The lines below, all of them, should be returned exactly as they appear.

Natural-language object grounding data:
★ ★ ★ ★ ★
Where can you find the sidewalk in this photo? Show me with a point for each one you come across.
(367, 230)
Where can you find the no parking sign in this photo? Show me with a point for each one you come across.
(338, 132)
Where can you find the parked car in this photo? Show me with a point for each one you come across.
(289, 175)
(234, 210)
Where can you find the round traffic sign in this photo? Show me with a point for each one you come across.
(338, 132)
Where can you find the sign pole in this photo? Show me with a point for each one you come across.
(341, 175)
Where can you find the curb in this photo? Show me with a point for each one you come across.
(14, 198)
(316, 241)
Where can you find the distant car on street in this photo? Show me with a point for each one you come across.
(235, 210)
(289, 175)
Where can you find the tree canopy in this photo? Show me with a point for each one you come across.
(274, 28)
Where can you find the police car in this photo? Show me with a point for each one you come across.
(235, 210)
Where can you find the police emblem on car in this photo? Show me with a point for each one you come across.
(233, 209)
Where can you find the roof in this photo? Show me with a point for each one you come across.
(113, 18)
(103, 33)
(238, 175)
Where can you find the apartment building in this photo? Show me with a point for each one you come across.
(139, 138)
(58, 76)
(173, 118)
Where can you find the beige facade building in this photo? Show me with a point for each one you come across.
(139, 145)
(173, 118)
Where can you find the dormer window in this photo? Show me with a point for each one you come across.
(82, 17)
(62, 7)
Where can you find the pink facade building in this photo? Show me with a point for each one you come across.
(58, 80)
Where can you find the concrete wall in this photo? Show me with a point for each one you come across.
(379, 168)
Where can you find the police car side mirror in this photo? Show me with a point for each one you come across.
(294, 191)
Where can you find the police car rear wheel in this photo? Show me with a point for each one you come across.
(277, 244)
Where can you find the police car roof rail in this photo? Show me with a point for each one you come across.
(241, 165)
★ ★ ★ ★ ★
• [EXERCISE RESULT]:
Where can you find the sidewalk in this photo? Show me with a point for each one you come across.
(367, 230)
Where can you find the no parking sign in this photo? Show me with a point for each one you come across.
(338, 132)
Where can you find the parked car in this photo? Show me with a point for each one you come across.
(289, 175)
(234, 210)
Where can you find the round traffic sign in this photo? Show me with a point for each one you come across.
(338, 132)
Where can you find the sign pole in this photo? Show me with a point for each one you come across.
(341, 175)
Where can you find the curb in this photo? Show me with a point for each one you come across.
(14, 198)
(316, 241)
Where can you find the distant car on street in this photo? Show me with a point for each one you come across.
(235, 210)
(289, 175)
Where can you find the tree canopy in this photo? Show me with a point for each one you come across.
(274, 28)
Where can you find the police car in this photo? Show me with a point for each one you come across.
(235, 210)
Where can you find the police emblem on car in this photo? Show me with a point for each one you come across.
(233, 209)
Where can you find the roof in this photo? Show me with a point for each one you come across.
(113, 18)
(103, 33)
(238, 175)
Where can you find the apartment building in this photo? Show me with a point for each one you come across.
(139, 138)
(58, 76)
(173, 118)
Where can you find the beige facade building in this photo? Show me with a point for each one you come across.
(139, 145)
(173, 118)
Where can you find the dormer window in this photo? Show me with a point for each one you come across.
(82, 17)
(62, 7)
Where can you find the pink facade building in this photo? Show me with a point for each one you come across.
(58, 80)
Where can you find the concrete wall in this photo? Show me with a point for each one you come across.
(379, 168)
Where can you find the police car side mirror in this photo? Show me with a point for each one you come across.
(294, 191)
Where can you find the police car rear wheel in this photo? Show me with a point for each one you come across.
(277, 244)
Where can you find the police car roof rail in this photo? Show me with a point for each one you come across.
(241, 165)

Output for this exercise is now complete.